> **What is being asked**
Look through the entries for the string "black" and copy every line where it shows up.

---------- Supplied records ----------

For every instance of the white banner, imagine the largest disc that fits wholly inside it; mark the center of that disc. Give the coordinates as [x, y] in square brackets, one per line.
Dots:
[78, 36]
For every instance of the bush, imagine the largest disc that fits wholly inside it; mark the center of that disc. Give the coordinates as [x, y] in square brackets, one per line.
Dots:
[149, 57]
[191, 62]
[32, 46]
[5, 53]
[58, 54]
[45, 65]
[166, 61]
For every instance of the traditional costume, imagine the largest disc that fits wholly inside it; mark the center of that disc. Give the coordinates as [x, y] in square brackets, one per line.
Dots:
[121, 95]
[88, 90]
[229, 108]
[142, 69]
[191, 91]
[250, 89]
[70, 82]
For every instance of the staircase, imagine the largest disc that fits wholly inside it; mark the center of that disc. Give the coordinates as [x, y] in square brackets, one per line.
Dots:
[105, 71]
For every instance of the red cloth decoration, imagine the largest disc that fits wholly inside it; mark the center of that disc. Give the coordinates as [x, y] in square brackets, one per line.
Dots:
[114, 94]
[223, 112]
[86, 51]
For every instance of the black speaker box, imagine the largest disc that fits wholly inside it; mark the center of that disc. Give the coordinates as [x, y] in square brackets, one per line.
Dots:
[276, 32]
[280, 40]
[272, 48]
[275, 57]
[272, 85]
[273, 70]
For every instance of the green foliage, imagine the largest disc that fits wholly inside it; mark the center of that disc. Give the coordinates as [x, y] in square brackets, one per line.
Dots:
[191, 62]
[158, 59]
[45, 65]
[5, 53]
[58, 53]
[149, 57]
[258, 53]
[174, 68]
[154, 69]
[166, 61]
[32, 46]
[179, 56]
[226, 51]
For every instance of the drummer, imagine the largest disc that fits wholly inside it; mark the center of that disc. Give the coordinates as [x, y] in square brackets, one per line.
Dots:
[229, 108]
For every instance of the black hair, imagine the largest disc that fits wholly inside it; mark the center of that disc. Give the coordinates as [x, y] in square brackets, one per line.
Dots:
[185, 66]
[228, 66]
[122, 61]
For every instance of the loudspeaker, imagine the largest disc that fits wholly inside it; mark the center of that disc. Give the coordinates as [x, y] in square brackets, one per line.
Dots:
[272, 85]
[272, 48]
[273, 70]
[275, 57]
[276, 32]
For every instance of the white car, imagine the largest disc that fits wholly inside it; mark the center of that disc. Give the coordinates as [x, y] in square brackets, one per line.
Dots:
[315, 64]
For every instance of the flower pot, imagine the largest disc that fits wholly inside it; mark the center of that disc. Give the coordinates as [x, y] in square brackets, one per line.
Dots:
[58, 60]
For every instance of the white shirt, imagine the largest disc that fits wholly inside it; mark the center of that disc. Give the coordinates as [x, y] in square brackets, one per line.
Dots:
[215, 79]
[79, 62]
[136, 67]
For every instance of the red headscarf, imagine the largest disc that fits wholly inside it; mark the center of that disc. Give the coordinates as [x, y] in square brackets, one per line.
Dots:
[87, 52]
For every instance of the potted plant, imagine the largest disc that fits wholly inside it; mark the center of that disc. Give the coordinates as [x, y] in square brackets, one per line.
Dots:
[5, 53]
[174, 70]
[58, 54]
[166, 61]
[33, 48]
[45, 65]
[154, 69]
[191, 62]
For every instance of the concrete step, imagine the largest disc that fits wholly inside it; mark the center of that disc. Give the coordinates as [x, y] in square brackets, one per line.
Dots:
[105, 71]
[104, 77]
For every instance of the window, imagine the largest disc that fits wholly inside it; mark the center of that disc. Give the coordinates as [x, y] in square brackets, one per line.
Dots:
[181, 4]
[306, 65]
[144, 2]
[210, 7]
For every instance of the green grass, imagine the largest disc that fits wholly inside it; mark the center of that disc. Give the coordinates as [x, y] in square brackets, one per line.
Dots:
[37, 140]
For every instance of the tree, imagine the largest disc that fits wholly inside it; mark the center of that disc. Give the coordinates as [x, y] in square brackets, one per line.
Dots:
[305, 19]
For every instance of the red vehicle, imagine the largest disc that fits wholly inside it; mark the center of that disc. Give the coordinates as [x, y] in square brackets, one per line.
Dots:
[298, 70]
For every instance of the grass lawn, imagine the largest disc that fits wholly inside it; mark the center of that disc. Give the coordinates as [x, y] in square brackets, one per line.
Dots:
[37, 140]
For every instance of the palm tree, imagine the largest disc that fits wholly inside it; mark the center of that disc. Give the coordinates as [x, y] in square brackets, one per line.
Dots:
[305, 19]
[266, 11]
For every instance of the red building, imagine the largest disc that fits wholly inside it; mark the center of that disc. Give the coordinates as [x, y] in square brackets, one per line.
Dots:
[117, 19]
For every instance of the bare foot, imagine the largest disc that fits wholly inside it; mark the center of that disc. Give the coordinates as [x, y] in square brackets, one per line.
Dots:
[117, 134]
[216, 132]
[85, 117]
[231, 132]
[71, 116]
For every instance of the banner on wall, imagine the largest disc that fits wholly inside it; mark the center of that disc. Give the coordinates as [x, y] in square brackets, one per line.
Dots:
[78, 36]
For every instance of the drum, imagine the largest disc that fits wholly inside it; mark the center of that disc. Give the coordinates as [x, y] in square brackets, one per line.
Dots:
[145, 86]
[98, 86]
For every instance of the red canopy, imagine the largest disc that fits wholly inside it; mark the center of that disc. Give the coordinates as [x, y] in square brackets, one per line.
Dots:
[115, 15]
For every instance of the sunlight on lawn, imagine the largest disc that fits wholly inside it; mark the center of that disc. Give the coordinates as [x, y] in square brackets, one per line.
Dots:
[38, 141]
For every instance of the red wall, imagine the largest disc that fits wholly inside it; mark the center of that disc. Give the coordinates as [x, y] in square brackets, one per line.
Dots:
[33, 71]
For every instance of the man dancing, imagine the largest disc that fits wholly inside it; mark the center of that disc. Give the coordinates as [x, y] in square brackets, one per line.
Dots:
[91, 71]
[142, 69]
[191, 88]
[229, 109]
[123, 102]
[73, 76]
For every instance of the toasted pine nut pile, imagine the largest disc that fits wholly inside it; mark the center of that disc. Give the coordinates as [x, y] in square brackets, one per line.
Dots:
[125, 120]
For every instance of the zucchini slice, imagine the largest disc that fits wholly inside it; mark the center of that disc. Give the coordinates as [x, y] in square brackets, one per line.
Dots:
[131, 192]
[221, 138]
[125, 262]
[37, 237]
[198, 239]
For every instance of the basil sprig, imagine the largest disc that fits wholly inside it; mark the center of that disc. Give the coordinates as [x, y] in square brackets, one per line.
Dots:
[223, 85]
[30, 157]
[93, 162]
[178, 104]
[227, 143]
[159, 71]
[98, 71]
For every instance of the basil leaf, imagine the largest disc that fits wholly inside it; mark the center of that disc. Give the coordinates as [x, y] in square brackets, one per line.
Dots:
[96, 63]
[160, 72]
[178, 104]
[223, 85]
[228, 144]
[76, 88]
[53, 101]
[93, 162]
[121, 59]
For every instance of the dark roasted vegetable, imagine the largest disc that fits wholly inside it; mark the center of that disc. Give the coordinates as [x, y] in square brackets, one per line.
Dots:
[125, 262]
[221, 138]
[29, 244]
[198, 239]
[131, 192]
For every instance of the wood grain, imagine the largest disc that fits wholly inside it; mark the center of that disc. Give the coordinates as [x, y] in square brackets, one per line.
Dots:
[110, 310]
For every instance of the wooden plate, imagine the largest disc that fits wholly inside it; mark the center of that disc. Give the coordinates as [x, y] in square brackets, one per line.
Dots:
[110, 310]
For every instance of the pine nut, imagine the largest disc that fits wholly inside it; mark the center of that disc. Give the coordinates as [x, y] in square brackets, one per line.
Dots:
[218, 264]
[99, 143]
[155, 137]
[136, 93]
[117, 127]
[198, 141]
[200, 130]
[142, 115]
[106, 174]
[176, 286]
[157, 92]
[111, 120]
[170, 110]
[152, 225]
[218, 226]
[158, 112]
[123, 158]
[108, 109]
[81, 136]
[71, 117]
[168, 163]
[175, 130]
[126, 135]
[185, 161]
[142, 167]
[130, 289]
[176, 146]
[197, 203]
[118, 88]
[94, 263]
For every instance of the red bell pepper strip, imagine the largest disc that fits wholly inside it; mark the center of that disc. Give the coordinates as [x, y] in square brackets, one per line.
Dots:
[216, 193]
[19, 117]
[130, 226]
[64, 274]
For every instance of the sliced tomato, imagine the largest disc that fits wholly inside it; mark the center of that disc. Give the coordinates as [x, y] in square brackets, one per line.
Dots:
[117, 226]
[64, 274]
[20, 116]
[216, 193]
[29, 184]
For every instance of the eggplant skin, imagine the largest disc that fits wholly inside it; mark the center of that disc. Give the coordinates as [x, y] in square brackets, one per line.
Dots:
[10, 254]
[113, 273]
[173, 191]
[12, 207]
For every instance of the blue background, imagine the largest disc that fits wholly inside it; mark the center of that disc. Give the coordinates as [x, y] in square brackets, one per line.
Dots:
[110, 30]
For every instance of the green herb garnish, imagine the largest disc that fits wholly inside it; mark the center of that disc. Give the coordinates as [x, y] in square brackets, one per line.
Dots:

----------

> **Output for this exercise**
For every instance of the black speaker box, imagine the largest disc that fits wholly inside it; mark the center of that disc. Give the coordinates as [x, y] in square brackets, one per line.
For every instance of the black hair, imagine the largest disc that fits wholly inside it; mark the center of that disc. Give the coordinates as [x, y] in square brackets, one per line.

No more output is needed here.